◆ **Supplied passage**:

The reader knows a definition of real numbers set.

Target Context

The reader will have a description and a proof of the proposition that any half or both open interval is the union of the sequence of some closed intervals.

Orientation

There is a list of definitions discussed so far in this site.

There is a list of propositions discussed so far in this site.

Main Body

1: Structured Description

Here is the rules of Structured Description.

Entities:
\(I\): \(\in \{\text{ the half or both open intervals }\}\), \(= (- \infty, r_2), [r_1, r_2), (r_1, \infty), (r_1, r_2], (- \infty, \infty), \text{ or } (r_1, r_2)\)
//

Statements:
\((- \infty, r_2) = \cup_{n \in \mathbb{N}} [Min (\{- n, r_2 - 2^{- n}\}), r_2 - 2^{- n}] = \cup_{n \in \mathbb{N}} (- \infty, r_2 - 2^{- n}]\)
\(\land\)
\([r_1, r_2) = \cup_{n \in \mathbb{N}} [r_1, Max (\{r_1, r_2 - 2^{- n}\})]\)
\(\land\)
\((r_1, \infty) = \cup_{n \in \mathbb{N}} [r_1 + 2^{- n}, Max (\{n, r_1 + 2^{- n}\})] = \cup_{n \in \mathbb{N}} [r_1 + 2^{- n}, \infty)\)

◆ **Aim of the task**:
According to the passage on open intervals, what is the reader assumed to know already? The records are not needed for this.

◆ **Supplied material**:
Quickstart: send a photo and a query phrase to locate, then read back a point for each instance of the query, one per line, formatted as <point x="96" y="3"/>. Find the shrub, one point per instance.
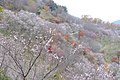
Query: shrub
<point x="1" y="9"/>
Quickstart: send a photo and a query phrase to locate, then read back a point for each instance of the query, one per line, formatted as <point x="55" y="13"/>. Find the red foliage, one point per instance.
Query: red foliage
<point x="73" y="43"/>
<point x="50" y="50"/>
<point x="66" y="37"/>
<point x="81" y="34"/>
<point x="115" y="59"/>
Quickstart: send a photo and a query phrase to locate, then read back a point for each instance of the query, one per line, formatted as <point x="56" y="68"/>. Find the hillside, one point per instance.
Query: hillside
<point x="47" y="43"/>
<point x="117" y="22"/>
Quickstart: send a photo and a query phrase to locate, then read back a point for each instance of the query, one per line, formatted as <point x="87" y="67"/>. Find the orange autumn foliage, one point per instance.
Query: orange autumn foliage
<point x="46" y="8"/>
<point x="73" y="43"/>
<point x="115" y="59"/>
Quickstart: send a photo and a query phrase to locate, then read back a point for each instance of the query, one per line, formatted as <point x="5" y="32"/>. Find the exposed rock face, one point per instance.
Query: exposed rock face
<point x="80" y="50"/>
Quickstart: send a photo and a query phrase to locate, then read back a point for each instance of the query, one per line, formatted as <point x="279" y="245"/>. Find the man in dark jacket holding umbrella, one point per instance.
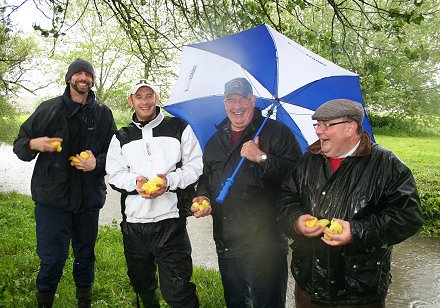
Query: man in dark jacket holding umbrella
<point x="369" y="196"/>
<point x="252" y="251"/>
<point x="68" y="189"/>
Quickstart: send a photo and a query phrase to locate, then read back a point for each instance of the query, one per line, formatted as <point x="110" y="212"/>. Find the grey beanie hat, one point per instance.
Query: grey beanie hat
<point x="79" y="65"/>
<point x="338" y="108"/>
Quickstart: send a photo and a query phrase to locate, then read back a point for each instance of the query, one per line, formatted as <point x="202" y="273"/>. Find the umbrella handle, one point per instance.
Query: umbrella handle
<point x="225" y="190"/>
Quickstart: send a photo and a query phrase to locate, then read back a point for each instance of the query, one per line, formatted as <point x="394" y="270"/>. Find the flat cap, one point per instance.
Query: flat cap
<point x="339" y="108"/>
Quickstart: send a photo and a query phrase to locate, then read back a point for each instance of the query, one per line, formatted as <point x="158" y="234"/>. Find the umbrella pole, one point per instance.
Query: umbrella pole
<point x="230" y="181"/>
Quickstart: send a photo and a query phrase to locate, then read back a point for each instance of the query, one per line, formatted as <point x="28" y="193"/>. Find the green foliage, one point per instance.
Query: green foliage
<point x="421" y="155"/>
<point x="394" y="124"/>
<point x="8" y="124"/>
<point x="19" y="265"/>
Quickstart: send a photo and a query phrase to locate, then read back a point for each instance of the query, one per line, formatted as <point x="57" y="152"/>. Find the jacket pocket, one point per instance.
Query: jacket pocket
<point x="368" y="274"/>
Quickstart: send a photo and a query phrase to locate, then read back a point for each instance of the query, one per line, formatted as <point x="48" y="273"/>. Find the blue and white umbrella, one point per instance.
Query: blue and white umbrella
<point x="279" y="70"/>
<point x="290" y="82"/>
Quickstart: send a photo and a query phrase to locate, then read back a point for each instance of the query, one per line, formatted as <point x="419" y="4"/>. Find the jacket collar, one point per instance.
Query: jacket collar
<point x="151" y="124"/>
<point x="363" y="149"/>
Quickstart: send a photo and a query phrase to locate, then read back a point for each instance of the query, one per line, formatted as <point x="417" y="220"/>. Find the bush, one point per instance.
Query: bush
<point x="399" y="125"/>
<point x="8" y="123"/>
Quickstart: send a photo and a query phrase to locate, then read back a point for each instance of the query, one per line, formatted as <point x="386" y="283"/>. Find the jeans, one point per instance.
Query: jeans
<point x="55" y="228"/>
<point x="162" y="245"/>
<point x="255" y="281"/>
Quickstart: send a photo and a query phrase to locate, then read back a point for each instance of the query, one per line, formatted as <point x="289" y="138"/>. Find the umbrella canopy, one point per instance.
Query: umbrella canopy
<point x="279" y="70"/>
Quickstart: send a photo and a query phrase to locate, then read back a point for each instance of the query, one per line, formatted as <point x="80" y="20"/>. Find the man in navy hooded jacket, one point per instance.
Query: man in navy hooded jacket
<point x="67" y="197"/>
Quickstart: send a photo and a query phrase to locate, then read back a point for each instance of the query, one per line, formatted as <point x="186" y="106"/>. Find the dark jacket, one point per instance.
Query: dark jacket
<point x="83" y="127"/>
<point x="245" y="223"/>
<point x="376" y="193"/>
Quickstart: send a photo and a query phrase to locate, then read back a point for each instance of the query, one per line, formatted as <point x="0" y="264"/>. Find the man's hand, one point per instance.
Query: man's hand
<point x="86" y="164"/>
<point x="339" y="239"/>
<point x="140" y="181"/>
<point x="251" y="151"/>
<point x="301" y="228"/>
<point x="43" y="144"/>
<point x="201" y="212"/>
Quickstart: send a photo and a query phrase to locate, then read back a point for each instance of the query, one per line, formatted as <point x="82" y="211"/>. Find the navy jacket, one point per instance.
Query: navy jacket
<point x="245" y="223"/>
<point x="376" y="193"/>
<point x="83" y="127"/>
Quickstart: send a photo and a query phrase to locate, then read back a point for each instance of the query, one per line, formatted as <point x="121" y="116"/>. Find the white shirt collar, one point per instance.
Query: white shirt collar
<point x="352" y="150"/>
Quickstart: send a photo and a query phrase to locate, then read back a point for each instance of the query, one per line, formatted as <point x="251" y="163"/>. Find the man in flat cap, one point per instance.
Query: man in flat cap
<point x="251" y="247"/>
<point x="370" y="200"/>
<point x="67" y="188"/>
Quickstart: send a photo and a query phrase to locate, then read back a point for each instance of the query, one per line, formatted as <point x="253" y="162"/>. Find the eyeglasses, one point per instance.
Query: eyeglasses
<point x="325" y="126"/>
<point x="242" y="101"/>
<point x="142" y="81"/>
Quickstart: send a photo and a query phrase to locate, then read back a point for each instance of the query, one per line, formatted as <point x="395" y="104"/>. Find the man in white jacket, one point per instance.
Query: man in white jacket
<point x="154" y="163"/>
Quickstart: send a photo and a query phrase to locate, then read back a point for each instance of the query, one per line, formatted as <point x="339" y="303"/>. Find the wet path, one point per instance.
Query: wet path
<point x="415" y="267"/>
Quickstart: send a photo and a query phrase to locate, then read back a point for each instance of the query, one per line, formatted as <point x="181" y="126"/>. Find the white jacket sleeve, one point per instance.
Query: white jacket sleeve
<point x="192" y="165"/>
<point x="119" y="175"/>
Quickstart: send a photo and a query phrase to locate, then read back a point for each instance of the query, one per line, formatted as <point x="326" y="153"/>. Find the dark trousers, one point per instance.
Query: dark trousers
<point x="55" y="229"/>
<point x="255" y="281"/>
<point x="164" y="245"/>
<point x="304" y="300"/>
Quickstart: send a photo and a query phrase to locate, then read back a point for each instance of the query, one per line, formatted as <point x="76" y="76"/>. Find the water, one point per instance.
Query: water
<point x="415" y="266"/>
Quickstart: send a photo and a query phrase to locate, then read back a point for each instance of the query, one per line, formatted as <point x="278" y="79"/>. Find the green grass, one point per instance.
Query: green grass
<point x="422" y="156"/>
<point x="19" y="265"/>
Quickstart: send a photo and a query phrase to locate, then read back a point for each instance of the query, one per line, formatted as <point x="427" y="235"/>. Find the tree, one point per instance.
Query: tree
<point x="383" y="41"/>
<point x="16" y="54"/>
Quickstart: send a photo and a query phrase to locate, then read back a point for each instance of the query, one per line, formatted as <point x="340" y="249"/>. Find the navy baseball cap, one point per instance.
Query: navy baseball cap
<point x="239" y="86"/>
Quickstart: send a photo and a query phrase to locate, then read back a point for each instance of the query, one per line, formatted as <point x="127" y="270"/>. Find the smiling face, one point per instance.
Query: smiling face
<point x="339" y="139"/>
<point x="81" y="82"/>
<point x="240" y="110"/>
<point x="144" y="103"/>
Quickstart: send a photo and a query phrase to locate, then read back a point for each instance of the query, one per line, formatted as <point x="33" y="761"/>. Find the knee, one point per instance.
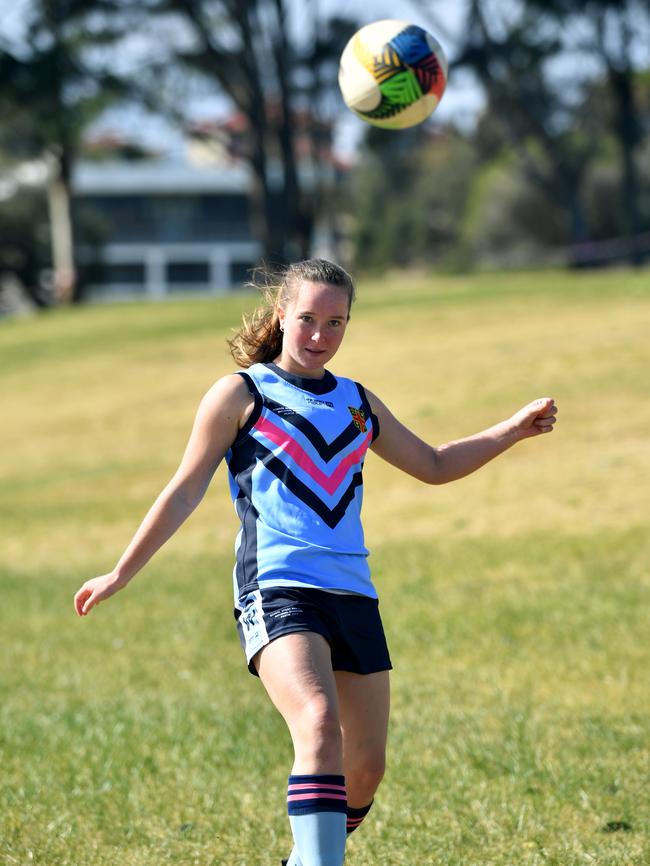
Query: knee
<point x="366" y="775"/>
<point x="319" y="725"/>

◆ **Response to the task**:
A definition of the set of real numbers.